- _Условия заданий_
**A.** Почему, согласно тексту, трудиться пока ещё не на чем? Ответьте одним-двумя предложениями.
**B.** Перечислите, что текст сообщает о судьбе каждого, кто находился в имении генерала Синявина: людей, дерева и птиц.
**C.** Определите, соответствуют ли тексту утверждения: (i) детям за уборку урожая платили деньгами; (ii) генерал Синявин перед смертью перекрестился; (iii) любимая груша генерала цвела впервые.

- _Текст_

Люди, которые всё же склонны надеяться на лучшее, начинают вслед за крикунами на трибунах покрикивать уже со своего места – “вот это власть”. Когда один из них умирает с голоду, то его спрашивают – “а что ж еропланы-то?” “А, говорит, не с руки с еропланами: тут море, тут горы – опасаются летать”.

Ленин через некоторое время напишет, что главное тайное орудие – общая трудовая повинность. А пока ещё трудиться не на чем: нет заводов, фабрик. И в сады, которые всё равно плодоносят, - туда нанимают детей на уборку урожая и платят пол бутылки крымского вина и 400 грамм хлеба.

Затем начинается травля, но уже взаимная – нужно остаток народа стравить друг с другом. Всё сначала начинается с пустяка – приходят еще фрунзенские красноармейцы в имение генерала Синявина. В виноградниках работает обыкновенный садовник (наймит): наймита не трогают, а генерала расстреливают.

Люди, которые считались православными, и раз год в армии полагалось говеть, в глубоком смысле безбожники. Даже перед смертью генералу Синявину не приходит в голову перекреститься, его идол – это его сад, и он просит разрешения проститься с его любимой грушей, которая только первый раз дала цвет.

Один из красноармейцев выдрал эту грушу с корнем, после чего около этой груши был расстрелян и генерал. Павлинов, которые были в имении, ощипали и зажарили. Пир был, сказано.

- _Сохранённые записи_
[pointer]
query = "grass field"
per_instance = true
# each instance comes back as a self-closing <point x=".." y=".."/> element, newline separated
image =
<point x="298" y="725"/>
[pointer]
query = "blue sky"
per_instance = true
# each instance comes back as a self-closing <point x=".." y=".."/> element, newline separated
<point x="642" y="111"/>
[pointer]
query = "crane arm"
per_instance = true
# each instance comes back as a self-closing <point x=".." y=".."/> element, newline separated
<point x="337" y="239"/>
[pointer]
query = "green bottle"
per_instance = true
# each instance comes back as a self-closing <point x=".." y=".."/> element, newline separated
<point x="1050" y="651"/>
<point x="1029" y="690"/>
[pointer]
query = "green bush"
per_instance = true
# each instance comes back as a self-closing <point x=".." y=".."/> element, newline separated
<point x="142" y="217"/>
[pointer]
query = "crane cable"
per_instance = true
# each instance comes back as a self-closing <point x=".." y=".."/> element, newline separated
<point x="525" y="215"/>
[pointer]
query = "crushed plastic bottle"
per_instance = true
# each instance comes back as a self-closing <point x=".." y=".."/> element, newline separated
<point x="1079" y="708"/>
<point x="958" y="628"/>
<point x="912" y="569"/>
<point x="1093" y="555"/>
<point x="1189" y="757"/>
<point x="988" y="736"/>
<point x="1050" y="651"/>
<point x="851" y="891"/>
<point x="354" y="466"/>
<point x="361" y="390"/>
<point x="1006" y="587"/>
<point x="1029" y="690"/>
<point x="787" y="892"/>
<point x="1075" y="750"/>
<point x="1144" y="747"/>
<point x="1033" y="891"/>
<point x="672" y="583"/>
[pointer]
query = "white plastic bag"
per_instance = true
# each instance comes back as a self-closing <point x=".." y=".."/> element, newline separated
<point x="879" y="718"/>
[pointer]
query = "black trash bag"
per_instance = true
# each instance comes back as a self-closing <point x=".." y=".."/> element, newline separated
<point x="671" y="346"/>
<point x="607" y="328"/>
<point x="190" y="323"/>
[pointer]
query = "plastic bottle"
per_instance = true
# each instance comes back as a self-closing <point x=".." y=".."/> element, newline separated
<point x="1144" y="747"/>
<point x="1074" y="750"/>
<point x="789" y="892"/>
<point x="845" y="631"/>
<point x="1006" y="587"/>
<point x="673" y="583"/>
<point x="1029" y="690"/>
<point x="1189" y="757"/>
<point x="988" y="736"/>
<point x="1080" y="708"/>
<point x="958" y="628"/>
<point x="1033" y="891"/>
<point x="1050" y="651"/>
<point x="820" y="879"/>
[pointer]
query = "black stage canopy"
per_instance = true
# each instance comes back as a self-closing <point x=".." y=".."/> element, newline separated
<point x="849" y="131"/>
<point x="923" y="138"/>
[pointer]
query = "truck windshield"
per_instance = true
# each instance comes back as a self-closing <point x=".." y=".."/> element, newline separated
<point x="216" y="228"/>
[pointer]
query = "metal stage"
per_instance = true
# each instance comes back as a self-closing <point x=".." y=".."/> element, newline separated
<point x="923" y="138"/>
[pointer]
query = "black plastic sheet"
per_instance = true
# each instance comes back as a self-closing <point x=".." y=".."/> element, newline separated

- _Ответы к заданиям_
**A.** Трудиться не на чем, потому что нет заводов и фабрик.

**B.**
- Садовника (наймита) не трогают.
- Генерала Синявина расстреливают около груши.
- Грушу один из красноармейцев выдрал с корнем.
- Павлинов ощипали и зажарили.

**C.**
(i) Нет: «платят пол бутылки крымского вина и 400 грамм хлеба».
(ii) Нет: «Даже перед смертью генералу Синявину не приходит в голову перекреститься».
(iii) Да: «которая только первый раз дала цвет».